Begin DATA LINES
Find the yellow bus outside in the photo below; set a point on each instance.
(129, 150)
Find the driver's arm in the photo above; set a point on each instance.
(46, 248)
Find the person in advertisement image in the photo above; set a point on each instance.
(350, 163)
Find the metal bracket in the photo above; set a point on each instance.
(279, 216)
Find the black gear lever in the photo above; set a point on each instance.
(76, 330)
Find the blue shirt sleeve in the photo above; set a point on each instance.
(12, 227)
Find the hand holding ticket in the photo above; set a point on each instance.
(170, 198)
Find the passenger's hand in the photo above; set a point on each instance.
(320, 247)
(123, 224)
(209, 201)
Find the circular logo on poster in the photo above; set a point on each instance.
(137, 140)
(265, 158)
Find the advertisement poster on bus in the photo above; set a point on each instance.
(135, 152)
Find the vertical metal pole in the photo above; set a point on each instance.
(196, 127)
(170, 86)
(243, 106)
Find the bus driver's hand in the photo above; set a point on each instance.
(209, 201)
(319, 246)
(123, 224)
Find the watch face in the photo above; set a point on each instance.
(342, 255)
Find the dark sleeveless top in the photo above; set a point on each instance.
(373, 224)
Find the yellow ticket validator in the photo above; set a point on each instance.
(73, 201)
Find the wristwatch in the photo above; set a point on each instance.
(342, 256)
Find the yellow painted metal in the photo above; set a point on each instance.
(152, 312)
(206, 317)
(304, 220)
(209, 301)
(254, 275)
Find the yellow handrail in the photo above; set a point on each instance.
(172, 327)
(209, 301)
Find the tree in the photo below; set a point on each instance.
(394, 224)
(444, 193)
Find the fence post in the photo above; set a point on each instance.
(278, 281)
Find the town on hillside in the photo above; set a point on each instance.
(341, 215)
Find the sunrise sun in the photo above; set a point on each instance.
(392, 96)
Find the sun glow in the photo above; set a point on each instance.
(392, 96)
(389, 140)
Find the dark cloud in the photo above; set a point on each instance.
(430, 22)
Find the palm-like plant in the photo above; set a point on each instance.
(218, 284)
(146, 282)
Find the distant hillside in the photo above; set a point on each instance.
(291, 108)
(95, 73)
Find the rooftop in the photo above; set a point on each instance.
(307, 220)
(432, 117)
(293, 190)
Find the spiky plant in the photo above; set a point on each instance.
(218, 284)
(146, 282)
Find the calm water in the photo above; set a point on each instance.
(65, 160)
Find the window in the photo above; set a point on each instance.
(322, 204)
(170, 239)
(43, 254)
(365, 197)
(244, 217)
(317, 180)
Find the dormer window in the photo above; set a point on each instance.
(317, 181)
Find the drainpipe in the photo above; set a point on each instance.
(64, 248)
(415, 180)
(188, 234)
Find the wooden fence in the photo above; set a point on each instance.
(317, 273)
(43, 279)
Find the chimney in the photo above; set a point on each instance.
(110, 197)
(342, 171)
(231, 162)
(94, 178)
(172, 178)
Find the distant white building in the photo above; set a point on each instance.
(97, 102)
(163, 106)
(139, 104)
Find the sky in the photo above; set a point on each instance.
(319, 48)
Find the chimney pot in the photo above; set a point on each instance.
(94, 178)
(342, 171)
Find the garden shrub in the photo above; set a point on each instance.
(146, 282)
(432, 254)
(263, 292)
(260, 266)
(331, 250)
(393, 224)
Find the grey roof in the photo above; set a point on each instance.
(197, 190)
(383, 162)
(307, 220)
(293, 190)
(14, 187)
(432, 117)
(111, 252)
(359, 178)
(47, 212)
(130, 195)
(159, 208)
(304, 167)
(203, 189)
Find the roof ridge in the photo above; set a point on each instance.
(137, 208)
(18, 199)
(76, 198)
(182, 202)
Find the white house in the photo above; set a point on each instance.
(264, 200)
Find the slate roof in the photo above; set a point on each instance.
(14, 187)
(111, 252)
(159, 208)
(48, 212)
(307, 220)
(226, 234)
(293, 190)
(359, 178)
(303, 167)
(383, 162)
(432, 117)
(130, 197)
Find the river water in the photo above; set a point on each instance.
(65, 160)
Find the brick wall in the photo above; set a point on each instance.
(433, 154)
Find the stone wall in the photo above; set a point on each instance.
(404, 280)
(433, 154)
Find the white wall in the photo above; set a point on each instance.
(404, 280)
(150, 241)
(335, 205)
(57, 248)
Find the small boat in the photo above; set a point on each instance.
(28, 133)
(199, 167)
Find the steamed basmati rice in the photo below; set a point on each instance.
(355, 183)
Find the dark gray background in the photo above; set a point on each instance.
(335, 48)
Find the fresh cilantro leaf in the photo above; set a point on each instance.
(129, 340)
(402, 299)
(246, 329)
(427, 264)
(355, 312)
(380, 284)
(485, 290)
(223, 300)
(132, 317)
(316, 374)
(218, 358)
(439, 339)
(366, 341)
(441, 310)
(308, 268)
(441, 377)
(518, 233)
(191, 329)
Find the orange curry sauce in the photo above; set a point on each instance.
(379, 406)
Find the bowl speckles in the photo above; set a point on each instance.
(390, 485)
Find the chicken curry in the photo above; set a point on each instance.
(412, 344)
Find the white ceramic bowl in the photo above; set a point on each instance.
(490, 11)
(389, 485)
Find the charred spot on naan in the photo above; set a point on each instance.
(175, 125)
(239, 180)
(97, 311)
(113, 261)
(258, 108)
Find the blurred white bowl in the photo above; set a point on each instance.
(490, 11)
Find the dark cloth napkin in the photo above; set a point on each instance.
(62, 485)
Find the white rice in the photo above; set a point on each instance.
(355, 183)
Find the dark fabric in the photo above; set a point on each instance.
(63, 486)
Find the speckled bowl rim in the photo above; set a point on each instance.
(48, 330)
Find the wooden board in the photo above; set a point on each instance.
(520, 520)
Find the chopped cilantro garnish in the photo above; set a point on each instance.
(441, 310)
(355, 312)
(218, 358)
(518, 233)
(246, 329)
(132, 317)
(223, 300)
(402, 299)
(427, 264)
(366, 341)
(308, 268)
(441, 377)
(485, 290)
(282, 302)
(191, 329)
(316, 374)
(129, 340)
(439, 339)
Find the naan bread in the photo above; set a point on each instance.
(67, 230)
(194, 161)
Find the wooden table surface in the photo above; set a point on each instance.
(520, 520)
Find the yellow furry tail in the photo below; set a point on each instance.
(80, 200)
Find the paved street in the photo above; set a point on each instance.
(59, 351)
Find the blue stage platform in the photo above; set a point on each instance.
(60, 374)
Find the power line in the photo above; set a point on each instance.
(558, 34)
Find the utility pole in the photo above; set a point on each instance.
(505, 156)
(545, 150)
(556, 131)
End DATA LINES
- TASK GOAL:
Only the lines from the one containing "Find the dark gray" to the end of the data should be printed, exactly as they stand.

- COMPLETED EXERCISE:
Find the dark gray background in the photo above; set a point on each instance.
(335, 48)
Find the fresh cilantro leaf in the photo above; set a point on each instance.
(129, 340)
(402, 299)
(246, 329)
(427, 264)
(355, 312)
(380, 284)
(485, 290)
(223, 300)
(132, 317)
(316, 374)
(218, 358)
(439, 339)
(366, 341)
(441, 310)
(308, 268)
(441, 377)
(518, 233)
(191, 329)
Find the orange curry sauce in the photo above; set a point on each instance.
(379, 406)
Find the bowl speckles in the photo above; set a point on each instance.
(390, 485)
Find the chicken curry in the photo above; set a point on each instance.
(412, 344)
Find the white ceramic bowl in the photo above; set a point on each instance.
(490, 11)
(389, 485)
Find the charred spot on naan in the photo above; set a point on each instance.
(175, 125)
(239, 180)
(97, 311)
(113, 261)
(258, 108)
Find the blurred white bowl in the photo above; set a point on each instance.
(490, 11)
Find the dark cloth napkin in the photo above; set a point on each instance.
(62, 485)
Find the white rice in the photo above; set a point on each instance.
(355, 183)
Find the dark fabric in the photo above; set a point on each instance.
(63, 486)
Find the speckled bowl rim in the photo above; set a point on each instance.
(48, 330)
Find the wooden board in the photo above; set a point on each instance.
(520, 520)
Find the chopped cilantro garnish in the photo above; set a point on each instance.
(441, 310)
(355, 312)
(218, 358)
(518, 233)
(246, 329)
(132, 317)
(223, 300)
(402, 299)
(427, 264)
(366, 341)
(308, 268)
(441, 377)
(485, 290)
(282, 302)
(191, 329)
(316, 374)
(129, 340)
(439, 339)
Find the naan bread in the photo above; set a point on each instance.
(67, 230)
(194, 161)
Find the wooden table surface in the photo above; set a point on each instance.
(520, 520)
Find the yellow furry tail in the photo below; set a point on each instance.
(80, 200)
Find the paved street in the photo above; set a point on each instance.
(59, 351)
Find the blue stage platform in the photo above; set a point on each instance.
(60, 374)
Find the power line in the photo above; set a point on each instance.
(558, 34)
Find the utility pole in the photo above; set a point on each instance.
(505, 156)
(545, 150)
(556, 131)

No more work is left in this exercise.